┌──

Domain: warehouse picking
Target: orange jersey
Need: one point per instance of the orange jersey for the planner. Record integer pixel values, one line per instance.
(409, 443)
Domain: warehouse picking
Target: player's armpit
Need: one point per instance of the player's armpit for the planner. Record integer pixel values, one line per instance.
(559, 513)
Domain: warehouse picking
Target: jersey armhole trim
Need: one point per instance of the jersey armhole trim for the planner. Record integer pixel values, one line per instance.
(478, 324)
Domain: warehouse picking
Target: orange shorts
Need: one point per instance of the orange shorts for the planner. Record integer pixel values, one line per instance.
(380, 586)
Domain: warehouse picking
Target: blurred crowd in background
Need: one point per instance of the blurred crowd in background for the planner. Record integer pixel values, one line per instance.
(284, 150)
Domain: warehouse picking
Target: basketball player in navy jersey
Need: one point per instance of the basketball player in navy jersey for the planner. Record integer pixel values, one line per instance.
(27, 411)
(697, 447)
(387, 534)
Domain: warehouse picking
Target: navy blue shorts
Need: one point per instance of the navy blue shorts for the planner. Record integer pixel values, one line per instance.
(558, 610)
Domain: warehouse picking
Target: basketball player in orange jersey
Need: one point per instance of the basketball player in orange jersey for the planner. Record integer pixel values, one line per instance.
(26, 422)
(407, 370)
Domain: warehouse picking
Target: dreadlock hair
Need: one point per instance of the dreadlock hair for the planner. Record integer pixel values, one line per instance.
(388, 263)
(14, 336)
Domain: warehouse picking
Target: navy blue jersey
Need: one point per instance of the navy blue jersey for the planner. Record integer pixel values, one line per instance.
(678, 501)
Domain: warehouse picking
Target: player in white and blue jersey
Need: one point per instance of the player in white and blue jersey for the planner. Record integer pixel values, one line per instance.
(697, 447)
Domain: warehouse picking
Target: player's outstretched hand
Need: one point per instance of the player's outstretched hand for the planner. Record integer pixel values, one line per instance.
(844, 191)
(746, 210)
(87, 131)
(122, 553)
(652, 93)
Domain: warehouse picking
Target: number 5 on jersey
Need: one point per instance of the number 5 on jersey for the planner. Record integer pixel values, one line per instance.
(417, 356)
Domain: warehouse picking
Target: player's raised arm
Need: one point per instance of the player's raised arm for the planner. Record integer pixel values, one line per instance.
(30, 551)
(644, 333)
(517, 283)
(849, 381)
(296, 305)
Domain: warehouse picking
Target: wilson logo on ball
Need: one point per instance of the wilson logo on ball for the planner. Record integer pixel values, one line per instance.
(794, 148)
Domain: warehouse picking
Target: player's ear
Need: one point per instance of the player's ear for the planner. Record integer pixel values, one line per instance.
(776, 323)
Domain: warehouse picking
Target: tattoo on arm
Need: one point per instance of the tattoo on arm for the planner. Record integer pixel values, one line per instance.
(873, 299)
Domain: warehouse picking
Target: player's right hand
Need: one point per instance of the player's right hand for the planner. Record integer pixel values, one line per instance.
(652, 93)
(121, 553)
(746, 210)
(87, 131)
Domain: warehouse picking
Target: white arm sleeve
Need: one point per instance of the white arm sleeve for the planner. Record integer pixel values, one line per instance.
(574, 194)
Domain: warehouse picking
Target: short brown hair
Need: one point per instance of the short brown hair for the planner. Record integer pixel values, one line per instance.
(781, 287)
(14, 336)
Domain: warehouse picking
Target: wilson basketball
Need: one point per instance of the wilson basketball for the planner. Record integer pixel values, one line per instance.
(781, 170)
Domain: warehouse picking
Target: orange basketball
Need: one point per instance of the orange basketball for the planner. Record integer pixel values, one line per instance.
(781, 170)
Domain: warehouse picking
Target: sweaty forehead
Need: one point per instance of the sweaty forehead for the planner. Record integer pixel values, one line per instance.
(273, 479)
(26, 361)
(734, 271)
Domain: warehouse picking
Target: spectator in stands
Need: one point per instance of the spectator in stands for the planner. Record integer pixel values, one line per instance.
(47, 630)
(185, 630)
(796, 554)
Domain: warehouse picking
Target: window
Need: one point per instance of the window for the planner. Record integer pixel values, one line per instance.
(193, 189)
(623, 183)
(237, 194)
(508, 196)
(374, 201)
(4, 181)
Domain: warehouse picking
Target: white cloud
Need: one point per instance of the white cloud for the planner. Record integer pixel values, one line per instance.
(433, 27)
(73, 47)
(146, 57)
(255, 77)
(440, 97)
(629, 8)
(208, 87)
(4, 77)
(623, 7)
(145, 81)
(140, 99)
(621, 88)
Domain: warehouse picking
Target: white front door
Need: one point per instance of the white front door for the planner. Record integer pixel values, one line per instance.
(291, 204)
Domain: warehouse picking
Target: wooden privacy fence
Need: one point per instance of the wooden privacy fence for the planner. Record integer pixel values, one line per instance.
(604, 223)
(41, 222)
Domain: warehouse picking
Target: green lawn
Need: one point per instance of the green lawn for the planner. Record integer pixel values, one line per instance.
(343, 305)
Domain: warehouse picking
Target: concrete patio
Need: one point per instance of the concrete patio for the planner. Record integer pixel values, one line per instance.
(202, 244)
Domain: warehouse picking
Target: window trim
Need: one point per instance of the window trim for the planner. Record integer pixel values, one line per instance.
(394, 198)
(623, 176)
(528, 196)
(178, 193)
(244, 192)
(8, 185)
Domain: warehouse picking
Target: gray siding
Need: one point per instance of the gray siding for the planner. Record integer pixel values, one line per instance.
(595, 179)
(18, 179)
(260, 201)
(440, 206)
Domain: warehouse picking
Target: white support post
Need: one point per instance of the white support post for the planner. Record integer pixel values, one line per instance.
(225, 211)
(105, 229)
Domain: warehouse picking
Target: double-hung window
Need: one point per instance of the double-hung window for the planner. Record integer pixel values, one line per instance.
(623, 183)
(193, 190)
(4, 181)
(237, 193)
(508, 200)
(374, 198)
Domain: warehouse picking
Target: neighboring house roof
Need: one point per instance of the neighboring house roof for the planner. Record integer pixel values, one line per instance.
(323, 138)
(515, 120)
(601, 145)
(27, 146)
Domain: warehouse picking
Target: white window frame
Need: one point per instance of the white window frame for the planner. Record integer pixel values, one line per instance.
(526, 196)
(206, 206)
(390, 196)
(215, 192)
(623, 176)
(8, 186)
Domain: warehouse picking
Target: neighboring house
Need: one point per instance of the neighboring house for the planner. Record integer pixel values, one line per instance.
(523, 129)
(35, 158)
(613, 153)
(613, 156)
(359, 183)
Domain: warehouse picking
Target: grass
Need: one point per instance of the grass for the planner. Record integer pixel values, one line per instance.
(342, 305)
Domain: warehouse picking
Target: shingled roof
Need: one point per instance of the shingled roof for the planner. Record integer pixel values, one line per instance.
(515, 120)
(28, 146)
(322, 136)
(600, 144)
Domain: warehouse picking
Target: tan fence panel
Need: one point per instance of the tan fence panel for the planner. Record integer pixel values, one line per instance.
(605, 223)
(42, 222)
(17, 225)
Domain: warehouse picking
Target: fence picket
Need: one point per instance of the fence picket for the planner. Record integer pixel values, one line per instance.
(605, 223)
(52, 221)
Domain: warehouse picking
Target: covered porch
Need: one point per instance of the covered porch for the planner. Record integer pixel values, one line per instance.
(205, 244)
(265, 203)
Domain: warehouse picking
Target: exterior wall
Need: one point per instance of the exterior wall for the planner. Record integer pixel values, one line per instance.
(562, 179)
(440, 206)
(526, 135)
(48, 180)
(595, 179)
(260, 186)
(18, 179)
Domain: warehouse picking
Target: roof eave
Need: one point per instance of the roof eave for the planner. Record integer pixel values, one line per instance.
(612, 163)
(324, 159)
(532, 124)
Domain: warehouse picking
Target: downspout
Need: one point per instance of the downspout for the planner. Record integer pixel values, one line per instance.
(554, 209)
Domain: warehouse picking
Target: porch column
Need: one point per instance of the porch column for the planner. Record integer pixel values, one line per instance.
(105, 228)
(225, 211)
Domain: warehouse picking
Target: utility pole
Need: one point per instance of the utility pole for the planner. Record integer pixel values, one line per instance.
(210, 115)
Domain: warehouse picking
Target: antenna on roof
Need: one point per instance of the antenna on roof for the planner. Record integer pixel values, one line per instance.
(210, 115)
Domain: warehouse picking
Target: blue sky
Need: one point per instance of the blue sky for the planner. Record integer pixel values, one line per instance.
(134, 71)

└──

#### Task statement:
Show every line of the records that contains the string "logo", matching case exactly.

#### Completed task:
Target: wilson logo on ball
Need: one point per instance of the wilson logo on ball for the planner. Record integer pixel values, one line per instance.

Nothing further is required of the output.